** Begin **

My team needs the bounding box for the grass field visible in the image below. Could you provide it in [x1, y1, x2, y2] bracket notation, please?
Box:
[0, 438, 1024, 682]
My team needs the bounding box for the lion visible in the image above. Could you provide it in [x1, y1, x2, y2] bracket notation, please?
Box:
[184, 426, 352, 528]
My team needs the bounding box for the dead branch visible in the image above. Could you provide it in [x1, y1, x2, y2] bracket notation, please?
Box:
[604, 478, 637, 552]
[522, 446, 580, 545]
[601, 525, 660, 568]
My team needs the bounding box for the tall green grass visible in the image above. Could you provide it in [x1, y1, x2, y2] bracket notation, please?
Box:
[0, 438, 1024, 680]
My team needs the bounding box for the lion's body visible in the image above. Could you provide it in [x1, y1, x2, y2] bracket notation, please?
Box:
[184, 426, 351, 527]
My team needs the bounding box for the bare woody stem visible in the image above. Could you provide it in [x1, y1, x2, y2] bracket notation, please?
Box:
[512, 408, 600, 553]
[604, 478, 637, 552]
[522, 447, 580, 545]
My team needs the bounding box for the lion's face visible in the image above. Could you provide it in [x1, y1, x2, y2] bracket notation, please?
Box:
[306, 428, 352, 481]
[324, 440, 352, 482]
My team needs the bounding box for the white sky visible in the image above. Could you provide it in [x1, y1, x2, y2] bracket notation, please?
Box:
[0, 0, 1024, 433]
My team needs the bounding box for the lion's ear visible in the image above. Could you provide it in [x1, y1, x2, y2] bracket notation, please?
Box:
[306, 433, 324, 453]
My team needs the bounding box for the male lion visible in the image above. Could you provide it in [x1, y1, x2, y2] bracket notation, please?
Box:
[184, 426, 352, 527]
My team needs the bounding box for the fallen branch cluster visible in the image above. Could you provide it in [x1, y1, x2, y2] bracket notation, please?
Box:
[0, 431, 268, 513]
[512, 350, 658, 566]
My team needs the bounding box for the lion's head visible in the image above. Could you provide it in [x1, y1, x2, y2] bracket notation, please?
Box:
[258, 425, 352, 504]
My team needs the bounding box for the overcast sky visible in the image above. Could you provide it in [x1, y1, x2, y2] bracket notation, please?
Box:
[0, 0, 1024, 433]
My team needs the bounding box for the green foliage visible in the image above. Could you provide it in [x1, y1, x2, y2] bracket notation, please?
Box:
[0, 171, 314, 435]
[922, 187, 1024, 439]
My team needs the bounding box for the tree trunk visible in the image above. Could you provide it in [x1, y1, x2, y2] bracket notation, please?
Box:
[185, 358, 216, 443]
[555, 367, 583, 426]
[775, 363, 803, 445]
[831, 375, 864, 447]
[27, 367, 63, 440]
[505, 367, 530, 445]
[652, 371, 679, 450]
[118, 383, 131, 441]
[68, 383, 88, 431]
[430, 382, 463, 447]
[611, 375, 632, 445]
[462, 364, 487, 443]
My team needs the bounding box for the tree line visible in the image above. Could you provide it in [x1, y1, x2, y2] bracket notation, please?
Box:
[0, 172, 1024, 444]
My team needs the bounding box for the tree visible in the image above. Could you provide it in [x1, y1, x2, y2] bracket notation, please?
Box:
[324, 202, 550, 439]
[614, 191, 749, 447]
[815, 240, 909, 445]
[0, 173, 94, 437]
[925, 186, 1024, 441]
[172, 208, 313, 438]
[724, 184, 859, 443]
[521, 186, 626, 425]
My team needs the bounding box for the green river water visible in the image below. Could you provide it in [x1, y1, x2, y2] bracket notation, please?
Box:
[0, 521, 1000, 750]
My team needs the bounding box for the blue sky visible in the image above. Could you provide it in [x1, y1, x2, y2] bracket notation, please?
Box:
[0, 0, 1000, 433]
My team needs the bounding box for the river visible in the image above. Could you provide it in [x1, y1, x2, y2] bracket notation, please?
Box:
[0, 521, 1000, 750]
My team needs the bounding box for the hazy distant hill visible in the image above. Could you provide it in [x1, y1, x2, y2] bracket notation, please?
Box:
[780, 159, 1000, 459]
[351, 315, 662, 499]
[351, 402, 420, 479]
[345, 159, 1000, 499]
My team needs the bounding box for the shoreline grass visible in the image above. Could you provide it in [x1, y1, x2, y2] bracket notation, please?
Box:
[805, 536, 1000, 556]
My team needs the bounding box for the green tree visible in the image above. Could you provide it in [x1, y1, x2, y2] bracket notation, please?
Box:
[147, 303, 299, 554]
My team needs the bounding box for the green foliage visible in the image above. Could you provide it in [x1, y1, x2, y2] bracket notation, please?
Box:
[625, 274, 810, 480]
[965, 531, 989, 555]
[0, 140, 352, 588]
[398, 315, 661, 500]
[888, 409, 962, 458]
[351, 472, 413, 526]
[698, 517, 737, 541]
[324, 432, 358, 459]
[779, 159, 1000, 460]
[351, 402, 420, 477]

** End **

■ **What the task requires**:
Rewrite the part of the items that opens with the first line and closes with the line containing "[522, 447, 580, 545]", both lines included and requests kept, giving only those lines. Multiply every box coordinate in the answers by 0.4 and round each to a whole number, with halves rounded up.

■ **Written response**:
My team needs the bounding box for the grass field visible in the image below. Could you provide it in [x1, y1, x2, y2] bracket notation, please?
Box:
[0, 175, 410, 273]
My team needs the bounding box for the lion visible in the image above. Could you provide it in [x1, y1, x2, y2] bracket notation, please?
Box:
[74, 170, 141, 211]
My team needs the bounding box for the dead branch visible in the image above. Could you provide it in [x1, y1, x2, y2] bracket notation, please?
Box:
[242, 191, 255, 221]
[209, 178, 232, 218]
[240, 210, 264, 227]
My team needs the bounding box for the tall green grass visible in the image above. Could you provide it in [x1, y1, x2, y2] bracket notation, please?
Box:
[0, 175, 410, 272]
My team needs the bounding box for the lion's body visible in the image above. Could you provide it in [x1, y1, x2, y2] bracket notation, please?
Box:
[74, 170, 140, 211]
My team needs the bounding box for the bare woody stem visible in the image above. Could you provide it in [x1, y1, x2, y2] bracket notation, please?
Box:
[205, 163, 240, 221]
[242, 191, 255, 221]
[209, 179, 232, 218]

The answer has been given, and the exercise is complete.